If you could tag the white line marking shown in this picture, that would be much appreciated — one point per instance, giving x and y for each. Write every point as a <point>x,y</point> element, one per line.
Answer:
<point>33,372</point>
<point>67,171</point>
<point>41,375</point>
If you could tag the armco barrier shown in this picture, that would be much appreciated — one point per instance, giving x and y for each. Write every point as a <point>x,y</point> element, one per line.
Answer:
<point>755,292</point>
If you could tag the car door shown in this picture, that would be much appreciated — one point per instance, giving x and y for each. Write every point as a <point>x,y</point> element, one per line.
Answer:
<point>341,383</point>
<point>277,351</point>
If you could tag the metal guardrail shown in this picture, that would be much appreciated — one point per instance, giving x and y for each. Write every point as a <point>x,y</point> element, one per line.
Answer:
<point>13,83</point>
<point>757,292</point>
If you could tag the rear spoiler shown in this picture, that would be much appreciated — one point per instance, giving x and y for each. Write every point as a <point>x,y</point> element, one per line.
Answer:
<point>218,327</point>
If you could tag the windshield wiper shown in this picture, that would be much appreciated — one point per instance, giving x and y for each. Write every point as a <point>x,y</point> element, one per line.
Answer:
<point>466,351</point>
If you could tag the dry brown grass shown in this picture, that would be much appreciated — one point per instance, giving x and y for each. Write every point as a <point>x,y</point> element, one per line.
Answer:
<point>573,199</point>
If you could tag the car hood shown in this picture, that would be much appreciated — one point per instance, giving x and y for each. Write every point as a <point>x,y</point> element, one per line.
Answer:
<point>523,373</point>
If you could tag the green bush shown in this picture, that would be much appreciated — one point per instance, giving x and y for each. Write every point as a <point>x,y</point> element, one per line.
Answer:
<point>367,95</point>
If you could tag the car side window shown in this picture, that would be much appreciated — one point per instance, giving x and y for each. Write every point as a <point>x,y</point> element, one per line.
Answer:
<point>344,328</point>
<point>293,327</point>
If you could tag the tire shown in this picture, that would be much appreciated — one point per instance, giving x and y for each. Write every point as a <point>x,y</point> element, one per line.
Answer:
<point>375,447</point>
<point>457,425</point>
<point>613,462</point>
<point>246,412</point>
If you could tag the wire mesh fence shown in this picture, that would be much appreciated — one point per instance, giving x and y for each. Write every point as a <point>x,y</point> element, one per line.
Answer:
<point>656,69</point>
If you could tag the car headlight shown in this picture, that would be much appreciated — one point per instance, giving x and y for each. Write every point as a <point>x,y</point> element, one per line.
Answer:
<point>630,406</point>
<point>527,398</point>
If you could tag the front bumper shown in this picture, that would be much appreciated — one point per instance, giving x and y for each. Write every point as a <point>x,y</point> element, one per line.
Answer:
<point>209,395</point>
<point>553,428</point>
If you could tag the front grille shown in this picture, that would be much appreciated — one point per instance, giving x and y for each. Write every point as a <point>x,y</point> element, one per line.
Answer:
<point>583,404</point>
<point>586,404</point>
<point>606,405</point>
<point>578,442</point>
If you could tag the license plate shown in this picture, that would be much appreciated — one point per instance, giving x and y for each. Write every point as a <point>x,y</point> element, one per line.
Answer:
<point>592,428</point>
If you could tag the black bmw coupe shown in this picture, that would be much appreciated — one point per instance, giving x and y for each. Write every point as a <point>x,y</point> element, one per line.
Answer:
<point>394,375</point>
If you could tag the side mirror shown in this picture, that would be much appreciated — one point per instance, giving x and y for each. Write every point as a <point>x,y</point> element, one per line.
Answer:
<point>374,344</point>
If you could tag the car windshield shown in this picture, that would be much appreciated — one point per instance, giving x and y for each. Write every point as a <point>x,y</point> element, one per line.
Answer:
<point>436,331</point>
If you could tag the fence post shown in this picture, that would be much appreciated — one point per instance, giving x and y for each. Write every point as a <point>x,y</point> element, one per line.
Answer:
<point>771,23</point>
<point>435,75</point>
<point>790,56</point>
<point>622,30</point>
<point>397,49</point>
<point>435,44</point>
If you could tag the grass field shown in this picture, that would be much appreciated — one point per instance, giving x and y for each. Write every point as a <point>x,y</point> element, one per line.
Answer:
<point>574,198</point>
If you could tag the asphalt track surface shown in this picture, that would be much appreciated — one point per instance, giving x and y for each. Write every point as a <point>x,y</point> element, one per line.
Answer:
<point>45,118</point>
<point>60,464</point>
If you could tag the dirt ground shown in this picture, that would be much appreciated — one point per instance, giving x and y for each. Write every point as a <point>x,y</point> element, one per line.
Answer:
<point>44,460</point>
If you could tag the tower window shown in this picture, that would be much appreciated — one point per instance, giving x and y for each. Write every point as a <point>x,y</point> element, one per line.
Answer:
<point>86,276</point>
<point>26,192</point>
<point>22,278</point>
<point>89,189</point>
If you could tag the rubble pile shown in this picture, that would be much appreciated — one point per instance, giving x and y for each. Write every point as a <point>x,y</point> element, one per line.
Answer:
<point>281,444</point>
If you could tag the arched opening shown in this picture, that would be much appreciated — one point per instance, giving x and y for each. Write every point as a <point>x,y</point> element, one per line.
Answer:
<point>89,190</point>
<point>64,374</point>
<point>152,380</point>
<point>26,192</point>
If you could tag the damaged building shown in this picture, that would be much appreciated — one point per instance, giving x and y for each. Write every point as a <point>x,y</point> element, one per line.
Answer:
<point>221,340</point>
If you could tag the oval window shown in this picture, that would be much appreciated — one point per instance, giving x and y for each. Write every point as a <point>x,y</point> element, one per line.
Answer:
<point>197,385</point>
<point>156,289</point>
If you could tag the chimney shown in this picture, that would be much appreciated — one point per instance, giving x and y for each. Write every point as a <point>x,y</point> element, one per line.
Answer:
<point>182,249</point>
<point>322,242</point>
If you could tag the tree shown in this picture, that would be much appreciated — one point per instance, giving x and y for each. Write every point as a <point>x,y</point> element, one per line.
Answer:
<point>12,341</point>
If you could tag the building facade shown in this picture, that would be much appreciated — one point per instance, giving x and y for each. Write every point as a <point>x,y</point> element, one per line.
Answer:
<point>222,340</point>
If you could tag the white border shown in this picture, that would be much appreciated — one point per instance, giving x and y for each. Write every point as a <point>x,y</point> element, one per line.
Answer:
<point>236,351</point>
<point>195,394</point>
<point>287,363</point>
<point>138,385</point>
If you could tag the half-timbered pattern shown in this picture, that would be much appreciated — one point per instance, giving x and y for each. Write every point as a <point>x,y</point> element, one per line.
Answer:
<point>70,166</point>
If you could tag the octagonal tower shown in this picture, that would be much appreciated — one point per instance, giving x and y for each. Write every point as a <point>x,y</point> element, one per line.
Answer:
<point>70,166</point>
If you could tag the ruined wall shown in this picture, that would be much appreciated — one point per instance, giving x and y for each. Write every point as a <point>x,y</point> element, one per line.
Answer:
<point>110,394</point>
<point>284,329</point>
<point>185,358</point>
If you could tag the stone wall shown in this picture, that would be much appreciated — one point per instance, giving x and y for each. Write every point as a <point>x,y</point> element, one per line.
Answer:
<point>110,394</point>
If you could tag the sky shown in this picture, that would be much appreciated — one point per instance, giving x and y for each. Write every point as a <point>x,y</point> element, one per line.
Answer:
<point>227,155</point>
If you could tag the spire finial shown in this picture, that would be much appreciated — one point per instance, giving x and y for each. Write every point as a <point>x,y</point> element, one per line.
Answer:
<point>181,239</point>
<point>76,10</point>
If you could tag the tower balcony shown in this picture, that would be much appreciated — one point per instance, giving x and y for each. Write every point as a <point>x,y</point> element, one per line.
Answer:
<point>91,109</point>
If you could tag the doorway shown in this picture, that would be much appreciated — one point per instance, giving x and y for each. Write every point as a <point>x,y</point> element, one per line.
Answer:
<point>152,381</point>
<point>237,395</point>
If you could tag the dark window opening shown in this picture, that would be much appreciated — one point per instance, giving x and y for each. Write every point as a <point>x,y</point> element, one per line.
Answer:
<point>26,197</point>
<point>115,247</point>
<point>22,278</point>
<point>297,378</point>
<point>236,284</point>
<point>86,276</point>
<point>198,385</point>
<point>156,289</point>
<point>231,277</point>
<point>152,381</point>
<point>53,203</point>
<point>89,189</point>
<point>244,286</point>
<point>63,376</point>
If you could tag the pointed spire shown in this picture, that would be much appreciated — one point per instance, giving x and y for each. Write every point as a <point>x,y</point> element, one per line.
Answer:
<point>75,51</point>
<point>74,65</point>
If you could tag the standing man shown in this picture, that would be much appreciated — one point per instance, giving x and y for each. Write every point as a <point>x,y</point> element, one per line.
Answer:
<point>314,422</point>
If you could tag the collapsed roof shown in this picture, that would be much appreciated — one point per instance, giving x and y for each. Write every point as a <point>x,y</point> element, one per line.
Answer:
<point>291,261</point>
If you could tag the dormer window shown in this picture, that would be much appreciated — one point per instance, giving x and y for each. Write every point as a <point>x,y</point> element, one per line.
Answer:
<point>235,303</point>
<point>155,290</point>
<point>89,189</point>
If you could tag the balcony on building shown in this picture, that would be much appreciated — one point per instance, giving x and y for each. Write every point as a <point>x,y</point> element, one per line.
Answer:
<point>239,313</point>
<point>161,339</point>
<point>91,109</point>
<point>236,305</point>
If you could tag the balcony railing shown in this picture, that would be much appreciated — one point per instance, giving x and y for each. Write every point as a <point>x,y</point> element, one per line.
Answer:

+===+

In the listing, rewrite the lines from the one containing "If you could tag the chimney" through the one containing "<point>222,340</point>", inclusive, changing "chimney" to "smokestack" and leaving everything else unchanged.

EXERCISE OUTPUT:
If you could tag the smokestack shown in this picture, that would be much appreciated — one point per instance, giving x and y for each. Write every point as a <point>x,y</point> element, one per line.
Answer:
<point>182,249</point>
<point>322,242</point>
If you could tag the tree shown in this picture, that would be much appreciated — one point per instance, giving x and y for each. Write every point as a <point>x,y</point> element, one per line.
Answer:
<point>12,341</point>
If you could tag the building facade shown in this picture, that would be much appreciated — one point per instance, giving x and y for each. Write every point as a <point>x,y</point> element, one per line.
Answer:
<point>222,340</point>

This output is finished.